DO THIS: Copy every one of the entries below word for word, keeping each line unchanged.

━━ INPUT FOR THIS TASK

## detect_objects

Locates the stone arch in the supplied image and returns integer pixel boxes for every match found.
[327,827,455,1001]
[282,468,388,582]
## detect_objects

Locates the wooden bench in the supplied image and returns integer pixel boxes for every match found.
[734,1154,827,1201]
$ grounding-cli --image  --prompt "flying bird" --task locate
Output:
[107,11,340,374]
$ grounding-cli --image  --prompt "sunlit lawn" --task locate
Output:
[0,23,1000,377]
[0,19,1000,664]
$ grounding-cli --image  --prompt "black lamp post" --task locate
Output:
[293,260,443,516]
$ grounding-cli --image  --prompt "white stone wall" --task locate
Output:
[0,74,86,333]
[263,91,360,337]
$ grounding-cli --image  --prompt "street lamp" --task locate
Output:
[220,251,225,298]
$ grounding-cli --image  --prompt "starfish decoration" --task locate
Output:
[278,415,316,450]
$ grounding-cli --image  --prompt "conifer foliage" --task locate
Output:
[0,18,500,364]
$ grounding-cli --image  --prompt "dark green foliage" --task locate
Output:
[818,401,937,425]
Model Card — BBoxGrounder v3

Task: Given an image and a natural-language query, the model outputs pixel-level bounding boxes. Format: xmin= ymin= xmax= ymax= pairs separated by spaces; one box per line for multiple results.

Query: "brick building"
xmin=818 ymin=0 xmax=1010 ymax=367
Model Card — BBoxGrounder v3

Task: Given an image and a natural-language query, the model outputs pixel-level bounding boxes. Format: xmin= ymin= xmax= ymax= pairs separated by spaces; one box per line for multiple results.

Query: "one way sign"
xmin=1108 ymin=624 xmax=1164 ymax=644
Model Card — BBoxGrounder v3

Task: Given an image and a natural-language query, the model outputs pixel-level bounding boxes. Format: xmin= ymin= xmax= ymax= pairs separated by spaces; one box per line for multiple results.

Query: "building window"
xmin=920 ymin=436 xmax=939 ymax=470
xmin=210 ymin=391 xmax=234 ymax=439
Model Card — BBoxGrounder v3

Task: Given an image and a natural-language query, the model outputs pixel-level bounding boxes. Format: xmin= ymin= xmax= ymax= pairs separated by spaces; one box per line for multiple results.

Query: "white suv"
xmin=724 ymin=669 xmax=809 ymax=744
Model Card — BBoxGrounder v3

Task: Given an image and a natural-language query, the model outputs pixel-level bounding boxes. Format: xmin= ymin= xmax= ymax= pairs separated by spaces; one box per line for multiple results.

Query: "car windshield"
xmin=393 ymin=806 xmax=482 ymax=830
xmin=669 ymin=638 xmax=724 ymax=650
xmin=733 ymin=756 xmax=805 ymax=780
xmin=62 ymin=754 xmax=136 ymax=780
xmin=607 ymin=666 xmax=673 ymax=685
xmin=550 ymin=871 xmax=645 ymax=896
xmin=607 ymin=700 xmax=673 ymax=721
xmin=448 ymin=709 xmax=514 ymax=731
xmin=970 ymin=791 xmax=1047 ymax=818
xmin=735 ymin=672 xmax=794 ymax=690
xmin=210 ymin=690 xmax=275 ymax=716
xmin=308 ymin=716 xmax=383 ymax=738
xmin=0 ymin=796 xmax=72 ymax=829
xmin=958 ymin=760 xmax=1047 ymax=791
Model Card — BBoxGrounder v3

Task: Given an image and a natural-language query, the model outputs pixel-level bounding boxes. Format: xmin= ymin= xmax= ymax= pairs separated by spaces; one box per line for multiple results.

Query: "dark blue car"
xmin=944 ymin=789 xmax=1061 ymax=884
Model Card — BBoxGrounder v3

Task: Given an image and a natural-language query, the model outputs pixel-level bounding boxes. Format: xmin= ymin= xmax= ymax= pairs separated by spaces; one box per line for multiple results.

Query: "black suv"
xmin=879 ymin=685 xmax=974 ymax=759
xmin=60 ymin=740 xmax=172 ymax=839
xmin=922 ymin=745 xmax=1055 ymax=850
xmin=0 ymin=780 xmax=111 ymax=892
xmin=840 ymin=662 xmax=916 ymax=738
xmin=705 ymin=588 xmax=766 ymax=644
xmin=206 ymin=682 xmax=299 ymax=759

━━━━

WRITTEN RESPONSE:
## detect_objects

Locates the stone arch in the supplied image and returns integer pixel boxes for every match found.
[327,827,455,1001]
[282,468,388,582]
## detect_objects

Locates the wooden bench in the supplied image and returns integer pixel boxes for every match found.
[734,1154,827,1201]
$ grounding-cli --image  --prompt "flying bird" --task locate
Output:
[107,11,340,374]
$ grounding-cli --image  --prompt "sunlit lawn" --task locate
Output:
[0,23,1000,377]
[0,19,1000,664]
$ grounding-cli --image  --prompt "black lamp post" --task locate
Output:
[293,260,443,516]
$ grounding-cli --image  --prompt "white stone wall" --task locate
Output:
[0,74,86,333]
[263,91,360,337]
$ grounding-cli --image  --prompt "street lamp" --task locate
Output:
[220,251,225,298]
$ grounding-cli --image  --prompt "starfish decoration" --task locate
Output:
[278,415,316,450]
$ grounding-cli --image  --prompt "conifer foliage" --task locate
Output:
[0,18,500,364]
$ grounding-cli --image  --prompt "dark green foliage" --task locate
Output:
[818,401,937,425]
Model Card — BBoxGrounder v3

Task: Given an image and a natural-language query, the model outputs pixel-level bounding boxes. Format: xmin= ymin= xmax= ymax= pairs separated by spaces; one box per line for multiple results.

Query: "brick building"
xmin=818 ymin=0 xmax=1010 ymax=367
Model Card — BBoxGrounder v3

Task: Given an image and a natural-language query, the model outputs pixel-level bounding boxes. Format: xmin= ymin= xmax= ymax= pairs separated by spaces; one box per line for multiple results.

Query: "one way sign"
xmin=1108 ymin=624 xmax=1164 ymax=644
Model Card — BBoxGrounder v3

Task: Given an image and a natural-language query, the model outputs pixel-level bounding boxes. Format: xmin= ymin= xmax= ymax= pairs separated by spaces; one box per line for multiple results.

Query: "building window"
xmin=920 ymin=436 xmax=939 ymax=470
xmin=210 ymin=391 xmax=234 ymax=439
Model Card — BBoxGrounder v3

Task: Given an image and a natural-language query, the model outputs pixel-level bounding boxes. Format: xmin= ymin= xmax= ymax= pairs separated by spaces; one box per line for multiple results.

Query: "white suv"
xmin=724 ymin=669 xmax=809 ymax=744
Model Card — BBoxGrounder v3

Task: Given an image and a natural-language query, the model outputs pixel-level bounding boxes. Format: xmin= ymin= xmax= ymax= pairs separated by spaces; one box per line for multiple results.

Query: "car windshield"
xmin=393 ymin=806 xmax=482 ymax=830
xmin=669 ymin=638 xmax=724 ymax=650
xmin=733 ymin=756 xmax=805 ymax=780
xmin=62 ymin=754 xmax=136 ymax=780
xmin=607 ymin=666 xmax=673 ymax=685
xmin=550 ymin=871 xmax=645 ymax=896
xmin=607 ymin=700 xmax=673 ymax=721
xmin=448 ymin=709 xmax=514 ymax=731
xmin=970 ymin=791 xmax=1047 ymax=818
xmin=735 ymin=672 xmax=794 ymax=690
xmin=210 ymin=690 xmax=275 ymax=716
xmin=308 ymin=716 xmax=383 ymax=738
xmin=0 ymin=796 xmax=72 ymax=829
xmin=958 ymin=760 xmax=1047 ymax=791
Model Card — BBoxGrounder v3

Task: Given an image and a natural-language query, the model outputs pixel-level bounding boxes. Format: xmin= ymin= xmax= ymax= pairs separated by spaces; one box per line for multiple results.

Query: "dark blue car"
xmin=944 ymin=789 xmax=1061 ymax=884
Model Card — BBoxGrounder v3

Task: Given an image and a natural-language query, the model outputs pixel-level bounding boxes. Format: xmin= ymin= xmax= ymax= pairs separated by spaces; one box per line for multiple results.

Query: "black suv"
xmin=879 ymin=685 xmax=974 ymax=759
xmin=60 ymin=740 xmax=172 ymax=839
xmin=922 ymin=745 xmax=1055 ymax=850
xmin=0 ymin=780 xmax=111 ymax=892
xmin=840 ymin=662 xmax=916 ymax=738
xmin=705 ymin=588 xmax=766 ymax=644
xmin=206 ymin=682 xmax=299 ymax=759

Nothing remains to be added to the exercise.